◆ WORK ITEM
Edit the records below by changing every "rough mask" to "coarse mask", and leave all other text as it is.

[Segmentation mask data]
------------------------------------
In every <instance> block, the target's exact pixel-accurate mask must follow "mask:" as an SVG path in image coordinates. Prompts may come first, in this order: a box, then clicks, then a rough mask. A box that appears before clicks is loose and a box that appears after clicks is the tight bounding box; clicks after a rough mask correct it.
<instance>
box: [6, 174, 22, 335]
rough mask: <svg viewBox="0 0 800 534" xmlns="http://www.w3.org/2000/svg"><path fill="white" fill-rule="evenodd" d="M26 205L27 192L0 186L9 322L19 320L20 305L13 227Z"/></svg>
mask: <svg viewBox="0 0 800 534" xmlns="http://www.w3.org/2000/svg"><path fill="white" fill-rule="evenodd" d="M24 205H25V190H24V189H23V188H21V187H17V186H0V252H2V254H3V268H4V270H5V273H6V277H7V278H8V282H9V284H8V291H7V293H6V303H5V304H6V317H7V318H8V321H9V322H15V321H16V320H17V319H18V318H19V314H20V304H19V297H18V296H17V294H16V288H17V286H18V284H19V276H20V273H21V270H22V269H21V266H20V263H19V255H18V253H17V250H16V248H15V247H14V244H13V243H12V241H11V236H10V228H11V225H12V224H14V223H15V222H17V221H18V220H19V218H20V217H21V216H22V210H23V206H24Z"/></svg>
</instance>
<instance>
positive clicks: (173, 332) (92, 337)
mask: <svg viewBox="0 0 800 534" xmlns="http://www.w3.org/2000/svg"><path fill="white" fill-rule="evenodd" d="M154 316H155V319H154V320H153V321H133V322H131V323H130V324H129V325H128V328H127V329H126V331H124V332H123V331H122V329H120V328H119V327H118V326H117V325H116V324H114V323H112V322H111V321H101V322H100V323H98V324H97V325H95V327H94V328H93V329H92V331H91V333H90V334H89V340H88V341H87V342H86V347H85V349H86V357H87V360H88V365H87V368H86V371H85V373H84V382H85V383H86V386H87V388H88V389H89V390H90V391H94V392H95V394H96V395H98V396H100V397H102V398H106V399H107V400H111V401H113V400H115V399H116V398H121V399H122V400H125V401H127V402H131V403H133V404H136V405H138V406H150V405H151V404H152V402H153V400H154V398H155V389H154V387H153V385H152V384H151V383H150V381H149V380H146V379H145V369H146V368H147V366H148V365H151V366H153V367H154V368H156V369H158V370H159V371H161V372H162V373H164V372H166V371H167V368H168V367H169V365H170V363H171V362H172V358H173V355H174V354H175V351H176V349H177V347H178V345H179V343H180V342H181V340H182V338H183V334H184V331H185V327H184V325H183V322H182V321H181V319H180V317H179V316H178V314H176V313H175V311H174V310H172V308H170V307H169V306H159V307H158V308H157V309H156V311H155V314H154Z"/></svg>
------------------------------------
◆ RESPONSE AREA
In every <instance> block, the target's exact pixel-accurate mask must follow "mask:" as an SVG path in image coordinates. Prompts may come first, in this order: a box, then clicks, then a coarse mask. A box that appears before clicks is loose and a box that appears after clicks is the tight bounding box; clicks after a coarse mask correct it.
<instance>
box: [6, 174, 22, 335]
coarse mask: <svg viewBox="0 0 800 534" xmlns="http://www.w3.org/2000/svg"><path fill="white" fill-rule="evenodd" d="M26 205L27 192L0 186L9 322L19 320L20 305L13 227Z"/></svg>
mask: <svg viewBox="0 0 800 534" xmlns="http://www.w3.org/2000/svg"><path fill="white" fill-rule="evenodd" d="M24 205H25V190H24V189H23V188H21V187H17V186H0V252H2V254H3V268H4V270H5V273H6V277H7V278H8V282H9V284H8V291H7V293H6V303H5V304H6V317H7V318H8V321H9V322H15V321H16V320H17V319H18V318H19V314H20V304H19V297H18V296H17V294H16V288H17V286H18V284H19V276H20V273H21V270H22V269H21V266H20V263H19V255H18V253H17V250H16V248H15V247H14V244H13V243H12V241H11V236H10V228H11V225H12V224H14V223H15V222H17V221H18V220H19V218H20V217H21V216H22V210H23V206H24Z"/></svg>
</instance>
<instance>
positive clicks: (173, 332) (92, 337)
mask: <svg viewBox="0 0 800 534" xmlns="http://www.w3.org/2000/svg"><path fill="white" fill-rule="evenodd" d="M154 316H155V319H154V320H153V321H133V322H131V323H130V324H129V325H128V328H127V329H126V331H124V332H123V331H122V329H120V328H119V327H118V326H117V325H116V324H114V323H112V322H111V321H101V322H100V323H98V324H97V325H95V327H94V328H93V329H92V331H91V333H90V334H89V340H88V341H87V342H86V347H85V349H86V357H87V360H88V365H87V368H86V371H85V373H84V382H85V383H86V386H87V388H88V389H89V390H90V391H94V392H95V394H96V395H98V396H100V397H102V398H106V399H107V400H111V401H113V400H115V399H116V398H121V399H122V400H125V401H127V402H131V403H133V404H136V405H138V406H150V405H151V404H152V402H153V400H154V398H155V389H154V387H153V385H152V384H151V383H150V381H149V380H146V379H145V369H146V368H147V366H148V365H151V366H153V367H154V368H156V369H158V370H159V371H161V372H162V373H164V372H166V371H167V368H168V367H169V365H170V363H171V362H172V358H173V355H174V354H175V351H176V349H177V347H178V345H179V343H180V342H181V340H182V338H183V334H184V331H185V327H184V325H183V322H182V321H181V319H180V317H179V316H178V314H176V313H175V311H174V310H172V308H170V307H169V306H159V307H158V308H157V309H156V311H155V314H154Z"/></svg>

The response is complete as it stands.